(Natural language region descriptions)
——————

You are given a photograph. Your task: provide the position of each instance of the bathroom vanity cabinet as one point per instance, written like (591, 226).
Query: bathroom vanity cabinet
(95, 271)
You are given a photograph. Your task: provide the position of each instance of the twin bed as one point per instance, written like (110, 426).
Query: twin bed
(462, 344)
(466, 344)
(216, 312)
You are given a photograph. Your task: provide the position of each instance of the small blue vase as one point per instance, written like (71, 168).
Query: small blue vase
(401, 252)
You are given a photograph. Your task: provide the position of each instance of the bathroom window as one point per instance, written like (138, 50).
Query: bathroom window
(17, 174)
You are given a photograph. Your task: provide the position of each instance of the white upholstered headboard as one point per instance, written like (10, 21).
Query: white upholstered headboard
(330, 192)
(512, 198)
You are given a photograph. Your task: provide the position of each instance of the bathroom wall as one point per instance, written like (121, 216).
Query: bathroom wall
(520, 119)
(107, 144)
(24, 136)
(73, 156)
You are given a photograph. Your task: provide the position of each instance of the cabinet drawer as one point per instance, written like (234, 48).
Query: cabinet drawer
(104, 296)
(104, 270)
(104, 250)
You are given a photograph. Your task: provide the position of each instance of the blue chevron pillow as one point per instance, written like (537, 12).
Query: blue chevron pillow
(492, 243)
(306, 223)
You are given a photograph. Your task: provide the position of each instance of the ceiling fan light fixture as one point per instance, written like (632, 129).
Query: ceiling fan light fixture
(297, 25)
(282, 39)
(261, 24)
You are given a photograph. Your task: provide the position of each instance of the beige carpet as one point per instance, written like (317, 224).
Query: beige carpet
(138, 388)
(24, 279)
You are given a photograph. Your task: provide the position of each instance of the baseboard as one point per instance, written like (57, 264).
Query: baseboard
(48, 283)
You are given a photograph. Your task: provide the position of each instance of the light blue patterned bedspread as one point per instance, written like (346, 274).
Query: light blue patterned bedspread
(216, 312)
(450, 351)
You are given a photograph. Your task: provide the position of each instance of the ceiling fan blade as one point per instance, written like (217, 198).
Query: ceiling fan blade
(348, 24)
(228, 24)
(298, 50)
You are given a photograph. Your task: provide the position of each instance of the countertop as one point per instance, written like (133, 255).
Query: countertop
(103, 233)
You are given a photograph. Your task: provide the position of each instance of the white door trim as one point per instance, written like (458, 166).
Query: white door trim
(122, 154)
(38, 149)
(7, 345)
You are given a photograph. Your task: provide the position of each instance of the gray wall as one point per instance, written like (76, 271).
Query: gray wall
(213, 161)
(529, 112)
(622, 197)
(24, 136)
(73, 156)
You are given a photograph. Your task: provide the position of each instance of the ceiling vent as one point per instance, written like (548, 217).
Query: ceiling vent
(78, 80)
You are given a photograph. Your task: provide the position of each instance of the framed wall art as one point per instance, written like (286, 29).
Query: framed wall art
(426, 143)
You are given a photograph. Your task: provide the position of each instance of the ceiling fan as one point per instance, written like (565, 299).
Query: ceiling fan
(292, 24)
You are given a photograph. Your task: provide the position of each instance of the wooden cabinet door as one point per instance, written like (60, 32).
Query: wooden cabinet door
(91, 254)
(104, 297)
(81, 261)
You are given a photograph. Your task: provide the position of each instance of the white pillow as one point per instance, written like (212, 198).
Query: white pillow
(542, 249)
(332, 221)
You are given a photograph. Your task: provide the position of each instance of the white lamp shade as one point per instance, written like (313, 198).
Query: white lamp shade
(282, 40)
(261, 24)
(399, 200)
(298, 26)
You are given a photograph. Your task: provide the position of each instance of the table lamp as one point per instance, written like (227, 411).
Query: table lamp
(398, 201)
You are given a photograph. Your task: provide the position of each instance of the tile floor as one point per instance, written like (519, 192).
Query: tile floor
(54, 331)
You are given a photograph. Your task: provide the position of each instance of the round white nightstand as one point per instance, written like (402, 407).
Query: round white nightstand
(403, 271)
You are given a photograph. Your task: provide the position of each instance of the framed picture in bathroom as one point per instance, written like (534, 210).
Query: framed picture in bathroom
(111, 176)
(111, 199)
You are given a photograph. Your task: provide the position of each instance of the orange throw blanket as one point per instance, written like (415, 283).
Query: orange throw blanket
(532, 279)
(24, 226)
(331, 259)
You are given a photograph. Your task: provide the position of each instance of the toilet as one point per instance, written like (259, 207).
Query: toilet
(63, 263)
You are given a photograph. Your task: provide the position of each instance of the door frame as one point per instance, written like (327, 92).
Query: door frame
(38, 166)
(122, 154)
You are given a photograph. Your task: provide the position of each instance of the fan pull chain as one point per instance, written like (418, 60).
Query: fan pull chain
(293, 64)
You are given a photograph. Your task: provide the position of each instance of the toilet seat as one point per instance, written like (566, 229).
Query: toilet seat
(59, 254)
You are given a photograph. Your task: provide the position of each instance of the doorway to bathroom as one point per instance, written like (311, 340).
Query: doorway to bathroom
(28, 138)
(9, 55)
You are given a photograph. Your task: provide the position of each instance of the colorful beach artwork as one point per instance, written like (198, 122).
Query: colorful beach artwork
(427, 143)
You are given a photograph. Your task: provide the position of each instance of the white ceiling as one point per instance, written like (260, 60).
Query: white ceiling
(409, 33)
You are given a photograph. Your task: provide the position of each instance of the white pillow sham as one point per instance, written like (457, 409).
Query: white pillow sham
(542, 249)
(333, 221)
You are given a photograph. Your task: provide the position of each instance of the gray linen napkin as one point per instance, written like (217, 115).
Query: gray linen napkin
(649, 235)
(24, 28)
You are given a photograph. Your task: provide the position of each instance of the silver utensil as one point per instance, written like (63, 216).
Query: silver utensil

——————

> _Exercise_
Whenever a line of the entries contains "silver", it counts toward the total; state that total alone.

> _Result of this task_
2